Nuclear energy is neither a viable nor equitable response to addressing the climate change crisis. Despite decades of promises, nuclear energy proponents have left a myriad of concerns unaddressed; the adverse environmental and health effects of uranium mining, operational risks and the associated safety concerns, financial risk and regulatory uncertainty, unresolved nuclear waste management, nuclear weapons proliferation, and adverse public opinion.

Mining Uranium Contaminates Communities

Uranium mining requires continuous mining of a very dangerous and dirty chemical element, contaminating water, air, land, and communities. The Church Rock uranium mill spill in New Mexico, for example, remains the largest release of radioactive material in U.S. history (even more radioactivity than the Three Mile Island accident). Today, there are more than 523 contaminated sites across the Navajo Nation, and some communities have no local drinking water due to contamination from uranium mining activities. Uranium mining also causes lung cancer in large numbers of miners, because uranium mines contain radon gas, which decays into carcinogenic products. Uranium mining is only getting dirtier as the planet’s easily accessed sources are depleted, leaving the nuclear industry to rely on the dirtiest sources of uranium.

Nuclear is in Decline

According to the International Energy Agency, which monitors energy developments worldwide, 25 percent of nuclear capacity could be lost by 2025 and two-thirds by 2040. Today, the percentage of electricity generated by nuclear power in the United States stands at about 20 percent, a percentage that is virtually unchanged since the early 1990s. Little new capacity is being built and much of the current fleet of reactors is nearing the end of its lifespan.

Nuclear Energy is Too Slow

The fight against climate change is a race against time. The nuclear industry cannot rapidly expand production given 20 years of stagnation and declining market investments. From reactor manufacturing, ageing facilities, and the considerable time it takes to design and build a reactor and to pay back the energy debt from construction, the nuclear industry cannot respond fast enough to address our climate change reality.

Nuclear Energy Produces Greenhouse Gas

Claims that nuclear power is “carbon free” are false. At every step, nuclear energy produces greenhouse gases – from the mining and enrichment of uranium, the manufacturing, transporting and reprocessing of nuclear fuel rods and waste, to the building and dismantling of the reactors. Nuclear power is more greenhouse intensive than most renewable energy sources and energy efficiency measures. Total greenhouse emissions from nuclear power will increase even more as the world’s high-grade uranium ores are exhausted.

Nuclear Energy is Too Expensive

Investors are turning their backs on nuclear power because the cost of nuclear energy keeps increasing as the cost of renewables keeps falling. According to the International Energy Agency, from 2000 to 2013, 57% of investments in new electricity generation capacities have been in renewables, and only 3% in nuclear.

Nuclear Energy is Not Adapted to a Changing Climate

The realities of climate change mean our world is now increasingly prone to fires, floods, extreme storms, and sea-level rise, and scientific evidence and recent catastrophes call into question whether nuclear power can function safely in our warming world. Unpredictable weather, fires, rising sea levels, earthquakes and warming water temperatures all increase the risk of nuclear accidents, while the lack of safe, long-term storage for radioactive waste remains a perpetual danger. Finally, nuclear energy consumes more water than any other source of energy generation at a time when difficult choices regarding the allocation of increasingly scarce water resources are being exacerbated by climate change.

Nuclear Waste Means Radioactive Pollution for Thousands of Years

The nuclear cycle creates pollution that will remain radioactive for tens, if not hundreds, of thousands of years. Congress passed the Nuclear Waste Policy Act of 1982 to require the federal government to identify a permanent geological repository—a long-term storage site—and begin transferring waste from nuclear power plants to that repository by 1998. That never happened. Almost 40 years after Congress passed the Nuclear Waste Act, our country still has no permanent solution for where to store nuclear waste, leaving the burden to future generations. This means nuclear waste tends to stay where it is generated, typically near low-income communities, indigenous communities, and communities of color.

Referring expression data
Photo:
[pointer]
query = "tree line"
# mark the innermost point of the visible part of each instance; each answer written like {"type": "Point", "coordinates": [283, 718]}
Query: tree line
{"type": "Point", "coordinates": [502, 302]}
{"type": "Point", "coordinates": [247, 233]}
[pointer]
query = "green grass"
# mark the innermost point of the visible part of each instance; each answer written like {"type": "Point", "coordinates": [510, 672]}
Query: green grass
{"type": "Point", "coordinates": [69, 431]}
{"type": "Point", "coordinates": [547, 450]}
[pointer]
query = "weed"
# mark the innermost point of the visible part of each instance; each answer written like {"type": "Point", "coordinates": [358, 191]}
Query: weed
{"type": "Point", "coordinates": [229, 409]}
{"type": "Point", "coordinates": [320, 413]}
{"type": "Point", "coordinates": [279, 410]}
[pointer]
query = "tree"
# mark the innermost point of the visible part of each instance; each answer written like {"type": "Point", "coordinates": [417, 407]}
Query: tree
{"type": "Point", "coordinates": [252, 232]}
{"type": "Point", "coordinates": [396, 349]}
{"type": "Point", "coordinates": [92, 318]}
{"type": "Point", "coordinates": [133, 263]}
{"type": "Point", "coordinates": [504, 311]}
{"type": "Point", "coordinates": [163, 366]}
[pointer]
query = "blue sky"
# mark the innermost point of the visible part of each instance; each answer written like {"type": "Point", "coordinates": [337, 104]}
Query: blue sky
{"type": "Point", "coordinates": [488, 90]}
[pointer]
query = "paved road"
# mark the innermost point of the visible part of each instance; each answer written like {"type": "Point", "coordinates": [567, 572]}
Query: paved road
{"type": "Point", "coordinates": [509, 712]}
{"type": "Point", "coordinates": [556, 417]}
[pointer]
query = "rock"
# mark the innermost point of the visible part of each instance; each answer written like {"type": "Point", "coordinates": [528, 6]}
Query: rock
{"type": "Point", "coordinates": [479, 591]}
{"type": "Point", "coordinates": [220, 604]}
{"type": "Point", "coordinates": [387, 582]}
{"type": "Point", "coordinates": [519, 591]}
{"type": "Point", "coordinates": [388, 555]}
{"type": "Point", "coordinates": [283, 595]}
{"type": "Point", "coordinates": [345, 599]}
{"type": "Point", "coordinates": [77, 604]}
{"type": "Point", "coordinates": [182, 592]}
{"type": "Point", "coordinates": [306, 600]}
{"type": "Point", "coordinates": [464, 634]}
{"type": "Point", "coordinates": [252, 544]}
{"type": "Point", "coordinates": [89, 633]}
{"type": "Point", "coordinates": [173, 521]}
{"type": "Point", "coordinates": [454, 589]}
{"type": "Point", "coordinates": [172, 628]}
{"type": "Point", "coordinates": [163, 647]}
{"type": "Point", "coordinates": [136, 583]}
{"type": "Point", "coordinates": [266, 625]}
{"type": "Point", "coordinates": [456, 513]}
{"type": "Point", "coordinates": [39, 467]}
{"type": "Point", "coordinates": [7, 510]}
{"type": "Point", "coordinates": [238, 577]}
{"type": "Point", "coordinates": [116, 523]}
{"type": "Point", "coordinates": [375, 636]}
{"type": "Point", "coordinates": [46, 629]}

EXERCISE INSTRUCTIONS:
**A)** List every section heading in the nuclear energy text.
**B)** How many contaminated sites across the Navajo Nation does the nuclear energy text report?

ANSWERS BELOW:
**A)**
Mining Uranium Contaminates Communities
Nuclear is in Decline
Nuclear Energy is Too Slow
Nuclear Energy Produces Greenhouse Gas
Nuclear Energy is Too Expensive
Nuclear Energy is Not Adapted to a Changing Climate
Nuclear Waste Means Radioactive Pollution for Thousands of Years

**B)** More than 523.